Patriarch Gennadius II with Mehmed II depicted on a 20th-century mosaic

After the fall of Constantinople, Gennadius was taken prisoner by the Turks. In administering his new conquest, 21-year-old conquering Sultan Mehmed II wished to assure the loyalty of the Greek population and above all avoid them appealing to the Latins for liberation, potentially sparking a new round of Crusades. Mehmed II therefore sought the most anti-Latin cleric he could find as a figure of unity for the Greeks under Turkish rule – and Gennadius as leading anti-Union figure was a natural choice. On 1 June 1453, just three days after the fall of the city, the new Patriarch's procession passed through the streets where Mehmed II received Gennadius II graciously and himself invested him with the signs of his office – the crosier (dikanikion) and mantle. This ceremonial investiture would be repeated by all sultans and patriarchs thereafter.

Before the conquest of Constantinople, the rivalry between the Orthodox and Catholic Churches had significantly weakened the power of the Ecumenical Patriarchate of Constantinople, leading to internal divisions among its clergy. This tumultuous period resulted in the inability to appoint a new patriarch following the resignation of Athanasius II of Constantinople. After the city's conquest, Mehmed II ordered the selection and traditional consecration of a new patriarch according to the wishes of the Greeks, appointing Gennadius as the Patriarch of the Orthodox Church of Constantinople.

Mehmed II conferred upon the new Patriarch the title of millet Başkanı' (Head of the Nation), thereby authorising him to oversee all matters concerning his co-religionists. In a gesture reminiscent of the practices of Byzantine emperors, Mehmed II personally presented the Patriarch with the crosier and crown, symbols of his ecclesiastical authority. This act of investiture, accompanied by Janissary guards, safely paraded the new Patriarch through the city, introducing him to the populace and marking a seamless continuation of the ceremonial traditions of the Byzantine Empire into the Ottoman era.

— Dataset records —
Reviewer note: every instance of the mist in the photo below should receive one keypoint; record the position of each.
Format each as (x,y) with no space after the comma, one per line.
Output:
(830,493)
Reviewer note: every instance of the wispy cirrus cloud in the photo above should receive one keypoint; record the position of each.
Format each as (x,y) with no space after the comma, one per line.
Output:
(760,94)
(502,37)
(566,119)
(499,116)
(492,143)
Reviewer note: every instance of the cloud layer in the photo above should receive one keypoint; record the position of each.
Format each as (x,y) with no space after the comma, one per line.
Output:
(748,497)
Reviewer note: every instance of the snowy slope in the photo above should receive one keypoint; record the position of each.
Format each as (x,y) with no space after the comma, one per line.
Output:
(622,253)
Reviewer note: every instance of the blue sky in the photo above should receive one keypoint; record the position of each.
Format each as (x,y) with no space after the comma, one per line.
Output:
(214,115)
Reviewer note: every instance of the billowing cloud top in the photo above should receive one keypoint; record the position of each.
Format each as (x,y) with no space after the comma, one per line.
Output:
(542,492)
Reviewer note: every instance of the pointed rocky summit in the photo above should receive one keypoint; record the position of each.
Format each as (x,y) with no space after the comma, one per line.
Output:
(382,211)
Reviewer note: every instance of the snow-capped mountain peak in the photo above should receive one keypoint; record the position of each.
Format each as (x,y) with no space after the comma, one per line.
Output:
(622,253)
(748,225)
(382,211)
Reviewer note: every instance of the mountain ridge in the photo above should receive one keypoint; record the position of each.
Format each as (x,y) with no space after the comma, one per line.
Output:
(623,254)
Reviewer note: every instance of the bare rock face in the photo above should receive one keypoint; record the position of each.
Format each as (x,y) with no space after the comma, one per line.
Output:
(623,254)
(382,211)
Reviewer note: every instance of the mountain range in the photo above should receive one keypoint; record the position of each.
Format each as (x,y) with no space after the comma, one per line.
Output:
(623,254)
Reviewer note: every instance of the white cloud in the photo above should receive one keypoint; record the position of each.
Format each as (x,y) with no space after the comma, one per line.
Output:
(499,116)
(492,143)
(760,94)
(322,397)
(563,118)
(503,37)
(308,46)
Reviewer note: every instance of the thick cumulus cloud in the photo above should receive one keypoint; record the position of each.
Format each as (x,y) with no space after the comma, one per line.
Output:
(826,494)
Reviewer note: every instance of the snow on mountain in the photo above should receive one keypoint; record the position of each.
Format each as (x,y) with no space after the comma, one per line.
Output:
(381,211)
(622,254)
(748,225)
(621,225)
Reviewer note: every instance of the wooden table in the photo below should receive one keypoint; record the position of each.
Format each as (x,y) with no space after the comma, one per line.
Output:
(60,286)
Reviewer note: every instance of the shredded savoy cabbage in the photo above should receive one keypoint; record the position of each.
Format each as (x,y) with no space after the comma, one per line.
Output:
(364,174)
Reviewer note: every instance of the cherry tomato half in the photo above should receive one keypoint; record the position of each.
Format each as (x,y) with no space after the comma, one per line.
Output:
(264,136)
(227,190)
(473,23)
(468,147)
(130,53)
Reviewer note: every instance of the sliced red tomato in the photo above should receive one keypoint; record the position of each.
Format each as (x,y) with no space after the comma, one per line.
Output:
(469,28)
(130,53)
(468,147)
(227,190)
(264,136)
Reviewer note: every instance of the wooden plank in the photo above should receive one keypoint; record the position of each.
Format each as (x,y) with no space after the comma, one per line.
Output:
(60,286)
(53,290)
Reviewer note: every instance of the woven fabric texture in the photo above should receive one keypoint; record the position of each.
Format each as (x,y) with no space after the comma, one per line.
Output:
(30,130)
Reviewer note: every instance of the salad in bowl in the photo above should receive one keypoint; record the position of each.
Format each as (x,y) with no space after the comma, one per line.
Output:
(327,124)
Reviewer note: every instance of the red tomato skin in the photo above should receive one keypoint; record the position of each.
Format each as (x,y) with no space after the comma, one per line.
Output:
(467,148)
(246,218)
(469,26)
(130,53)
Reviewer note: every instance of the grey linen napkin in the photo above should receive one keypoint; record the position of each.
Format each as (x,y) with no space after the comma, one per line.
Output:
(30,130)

— What is expected —
Please continue the passage about Patriarch Gennadius II and Mehmed II, starting after its last sentence.

— Task answer —
The city's famous patriarchal basilica, the Hagia Sophia, had already been converted into a mosque by the conquerors, so Gennadius II established his seat at the Church of the Holy Apostles. Three years later the edifice, which was in a dilapidated state (in 1461 it was demolished by the Ottomans to make way for the Fatih Mosque), was abandoned by the Patriarch, who moved again to the Church of the Pammakaristos.

The Ottomans divided their Empire into millets or subject nations, of which the Greeks were the largest, known as the Rum Millet. The Patriarch was appointed the official head or Ethnarch of the Greek millet, which was used as the Ottomans as a source for imperial administrators. Gennadius II became a political authority as well as a religious one, as were all his successors under the Ottomans.

As was normal when a monk or lay scholar was appointed patriarch, Gennadius was consecutively ordained, first as a deacon, then as a priest, then finally as a bishop before being appointed patriarch.

=== Patriarch ===
In the spring of 1454 he was consecrated by the metropolitan of Heraclea Perinthus, but, since both the Church of Hagia Sophia and the palace of the patriarch were now in the hands of the Ottomans, he took up his residence successively in two monasteries of the city. While holding the episcopal office Gennadius II drew up, apparently for the use of Mehmed, a confession or exposition of the Christian faith, which was translated into Turkish by Ahmed, Qadi of Berrhoea (and first printed in Greek and Latin by A. Brassicanus at Vienna in 1530).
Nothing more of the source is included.